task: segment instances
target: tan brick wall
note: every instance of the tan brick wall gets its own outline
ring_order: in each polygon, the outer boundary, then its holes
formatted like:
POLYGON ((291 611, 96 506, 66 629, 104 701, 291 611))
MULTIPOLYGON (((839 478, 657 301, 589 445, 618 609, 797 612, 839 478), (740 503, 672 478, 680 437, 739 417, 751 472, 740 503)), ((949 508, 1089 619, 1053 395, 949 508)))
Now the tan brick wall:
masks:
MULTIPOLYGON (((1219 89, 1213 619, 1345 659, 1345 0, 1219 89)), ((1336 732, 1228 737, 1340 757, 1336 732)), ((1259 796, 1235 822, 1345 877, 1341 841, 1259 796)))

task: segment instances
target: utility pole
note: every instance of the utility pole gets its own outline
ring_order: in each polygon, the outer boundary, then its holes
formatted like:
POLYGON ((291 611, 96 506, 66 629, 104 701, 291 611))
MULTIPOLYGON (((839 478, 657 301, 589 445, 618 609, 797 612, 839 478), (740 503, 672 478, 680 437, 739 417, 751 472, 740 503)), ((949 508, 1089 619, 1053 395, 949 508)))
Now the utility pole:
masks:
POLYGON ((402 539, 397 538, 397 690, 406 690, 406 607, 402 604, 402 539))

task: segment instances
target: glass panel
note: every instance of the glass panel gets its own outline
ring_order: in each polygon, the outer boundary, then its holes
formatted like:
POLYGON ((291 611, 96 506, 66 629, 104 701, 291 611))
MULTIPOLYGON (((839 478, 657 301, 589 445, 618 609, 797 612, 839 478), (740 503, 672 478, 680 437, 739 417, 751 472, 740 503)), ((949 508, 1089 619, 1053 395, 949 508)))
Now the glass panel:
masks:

WHAT IS BEING ASKED - Scale all of the material above and write it out again in full, requests included. Multiply every coordinate in the outline answers by 1.85 and round to whole numbers, with halves going up, but leave the numbers in the requests and their format samples as they are.

RESPONSE TO THIS TASK -
task: segment instances
target: tan brick wall
note: every instance of the tan brick wall gets its own outline
ring_order: in each polygon, the outer boundary, then its holes
formatted like:
POLYGON ((291 611, 96 506, 66 629, 104 701, 291 611))
MULTIPOLYGON (((839 478, 657 301, 589 445, 618 609, 797 612, 839 478), (740 503, 672 478, 680 437, 739 417, 751 472, 740 503)), ((949 508, 1089 619, 1053 395, 949 508)))
Now the tan brick wall:
masks:
MULTIPOLYGON (((2255 165, 2244 1145, 2488 1219, 2488 0, 2255 165)), ((2472 1354, 2272 1363, 2479 1400, 2472 1354)), ((2329 1473, 2285 1521, 2488 1622, 2481 1556, 2329 1473)))

task: segment instances
target: utility pole
note: every instance of the utility pole gets its own outline
ring_order: in each polygon, the outer boundary, then its holes
formatted like:
POLYGON ((291 611, 96 506, 66 629, 104 701, 291 611))
MULTIPOLYGON (((839 478, 657 301, 589 445, 618 609, 797 612, 839 478), (740 503, 672 478, 680 437, 739 417, 751 472, 740 503)), ((949 508, 1089 619, 1053 395, 949 508)))
Now the utility pole:
masks:
POLYGON ((744 997, 734 995, 734 1277, 751 1277, 751 1123, 744 1117, 744 997))

task: segment instances
target: glass panel
note: every instance of the glass panel gets its own outline
ring_order: in each polygon, the outer boundary, then its holes
formatted like:
POLYGON ((291 611, 96 506, 66 629, 104 701, 291 611))
MULTIPOLYGON (((839 478, 657 301, 589 445, 618 609, 797 612, 839 478), (740 503, 672 478, 680 437, 739 417, 751 472, 740 503)), ((949 508, 1089 619, 1053 395, 949 508)))
Now the glass panel:
masks:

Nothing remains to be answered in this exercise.